The input below:

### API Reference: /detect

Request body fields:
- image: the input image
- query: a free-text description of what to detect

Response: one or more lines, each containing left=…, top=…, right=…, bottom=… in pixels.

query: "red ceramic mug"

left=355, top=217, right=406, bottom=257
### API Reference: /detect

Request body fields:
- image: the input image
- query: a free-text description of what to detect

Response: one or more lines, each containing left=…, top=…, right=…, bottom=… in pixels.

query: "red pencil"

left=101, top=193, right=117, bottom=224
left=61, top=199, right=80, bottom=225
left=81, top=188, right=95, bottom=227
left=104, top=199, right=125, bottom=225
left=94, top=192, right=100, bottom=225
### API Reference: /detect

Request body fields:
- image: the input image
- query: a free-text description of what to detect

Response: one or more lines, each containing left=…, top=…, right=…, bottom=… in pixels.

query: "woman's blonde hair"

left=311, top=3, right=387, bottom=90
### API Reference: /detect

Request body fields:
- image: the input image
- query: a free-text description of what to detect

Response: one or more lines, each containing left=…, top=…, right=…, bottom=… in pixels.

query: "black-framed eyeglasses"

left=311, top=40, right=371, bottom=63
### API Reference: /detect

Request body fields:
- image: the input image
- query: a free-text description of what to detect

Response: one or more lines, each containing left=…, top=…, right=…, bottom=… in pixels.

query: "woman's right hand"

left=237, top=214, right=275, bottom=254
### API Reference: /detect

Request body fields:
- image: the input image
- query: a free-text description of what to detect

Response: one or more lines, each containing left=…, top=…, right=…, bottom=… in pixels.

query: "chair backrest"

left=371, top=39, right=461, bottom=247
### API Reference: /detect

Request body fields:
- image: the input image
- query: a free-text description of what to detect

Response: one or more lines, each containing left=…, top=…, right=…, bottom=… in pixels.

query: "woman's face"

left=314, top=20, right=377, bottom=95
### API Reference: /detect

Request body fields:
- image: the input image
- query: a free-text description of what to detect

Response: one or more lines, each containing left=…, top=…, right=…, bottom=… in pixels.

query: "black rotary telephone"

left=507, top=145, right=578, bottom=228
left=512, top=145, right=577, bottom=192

End of The input.

[What to work on]: Set down the whole listing again, exactly as shown above.

[Result]:
### API Reference: /detect

Request body fields:
- image: the input image
- query: a free-text description of what to detect

Response: one or more lines, each containing left=…, top=…, right=…, bottom=… in pixels.

query: "red ceramic mug"

left=355, top=217, right=406, bottom=257
### API Reference: /detect

Request body fields:
- image: the input image
- query: a free-text description of what to detect

Response: one or more lines, each containing left=…, top=…, right=…, bottom=… in pixels.

query: "red pencil"

left=101, top=193, right=117, bottom=224
left=61, top=199, right=80, bottom=225
left=81, top=188, right=95, bottom=227
left=104, top=199, right=125, bottom=225
left=94, top=192, right=100, bottom=225
### API Reference: /detect

Request body fields:
- image: the input image
- query: a free-text description of what to detect

Response: one or more lines, each containing left=…, top=…, right=…, bottom=… in pixels.

query: "woman's blonde hair"

left=311, top=3, right=387, bottom=90
### API Reference: /detect

Request body fields:
- image: the input image
- query: a free-text description of what to detect

Response: one or more lines, each containing left=…, top=…, right=…, bottom=… in pixels.

query: "black-framed eyeglasses"

left=311, top=40, right=371, bottom=63
### API Reference: /detect

Request body fields:
- image: the input image
- query: a free-text description of what to detect

Response: one or more lines, each containing left=…, top=…, right=…, bottom=… in pixels.

query: "woman's right hand"

left=237, top=214, right=275, bottom=254
### API Reference: /detect

Request body fields:
- image: the input image
- query: a free-text description of what to detect

Response: one or more lines, each containing left=…, top=…, right=…, bottom=… in pixels.

query: "chair backrest"

left=371, top=39, right=461, bottom=247
### API Reference: /detect

Request body fields:
- image: the input image
- query: a free-text description of what to detect

Response: one or more lines, each containing left=…, top=…, right=…, bottom=… in pixels.

query: "woman's face"

left=314, top=20, right=377, bottom=95
### API Reference: /detect

Request body fields:
- image: the input image
- query: a free-text description of what to detect

Response: one or more lines, each containing left=…, top=…, right=…, bottom=… in pixels.

query: "black rotary telephone"

left=507, top=145, right=578, bottom=228
left=512, top=145, right=577, bottom=192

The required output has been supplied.